THE TASK:
Swap "Spot" for "Find" in the lines from the one holding "Spot any visible brown anther." through the one holding "[176,0,209,66]", both included, and give back only those lines with nothing else changed.

DATA RECORDS:
— BEGIN —

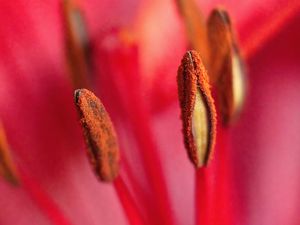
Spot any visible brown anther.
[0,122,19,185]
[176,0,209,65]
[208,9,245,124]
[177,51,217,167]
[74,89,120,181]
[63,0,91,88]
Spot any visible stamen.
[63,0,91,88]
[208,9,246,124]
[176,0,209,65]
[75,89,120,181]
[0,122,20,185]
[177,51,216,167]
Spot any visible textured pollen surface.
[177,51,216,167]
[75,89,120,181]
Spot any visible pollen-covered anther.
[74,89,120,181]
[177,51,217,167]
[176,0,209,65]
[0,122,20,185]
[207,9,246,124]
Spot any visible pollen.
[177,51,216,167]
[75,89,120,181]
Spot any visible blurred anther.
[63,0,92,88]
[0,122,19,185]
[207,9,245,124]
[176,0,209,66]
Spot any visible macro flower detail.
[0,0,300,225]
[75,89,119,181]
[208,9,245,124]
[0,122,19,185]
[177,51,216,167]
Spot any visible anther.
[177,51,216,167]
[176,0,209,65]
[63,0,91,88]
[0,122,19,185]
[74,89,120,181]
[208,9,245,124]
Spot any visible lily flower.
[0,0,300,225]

— END —
— BEGIN —

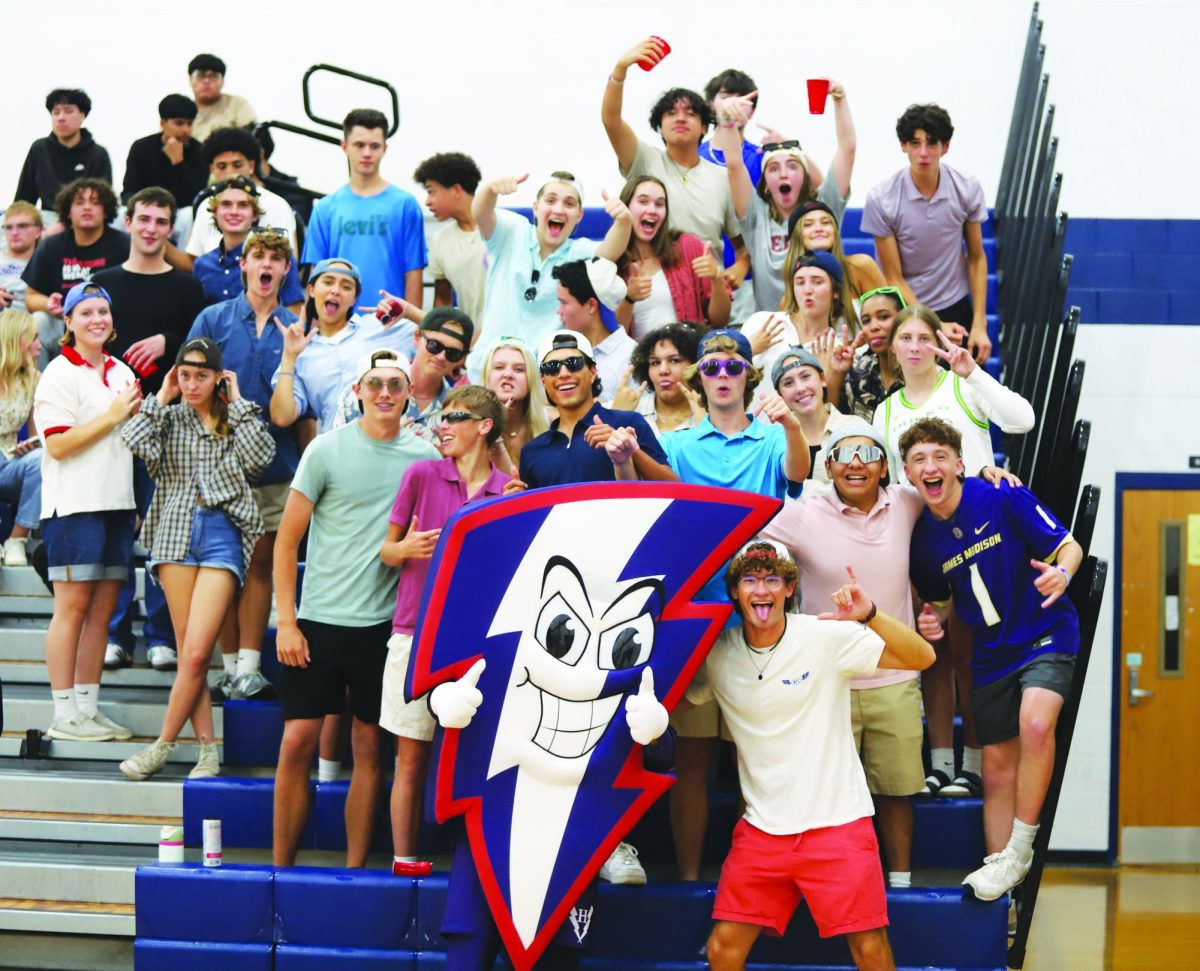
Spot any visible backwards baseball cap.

— END —

FINISHED EXERCISE:
Find any visible brown anther.
[0,122,19,185]
[176,0,209,65]
[208,9,245,124]
[177,51,217,167]
[74,89,120,181]
[63,0,91,88]
Find any visible stamen.
[63,0,91,88]
[208,9,246,124]
[176,0,209,65]
[75,89,120,181]
[0,122,20,185]
[177,51,216,167]
Find any visible textured pollen surface.
[177,51,216,167]
[75,89,120,181]
Find any visible pollen-covered anther.
[74,89,120,181]
[177,51,217,167]
[176,0,209,65]
[0,122,20,185]
[207,9,246,124]
Find any visible pollen.
[177,51,216,167]
[75,89,120,181]
Find any visible blurred anther.
[63,0,92,88]
[0,122,19,185]
[207,9,245,124]
[176,0,209,66]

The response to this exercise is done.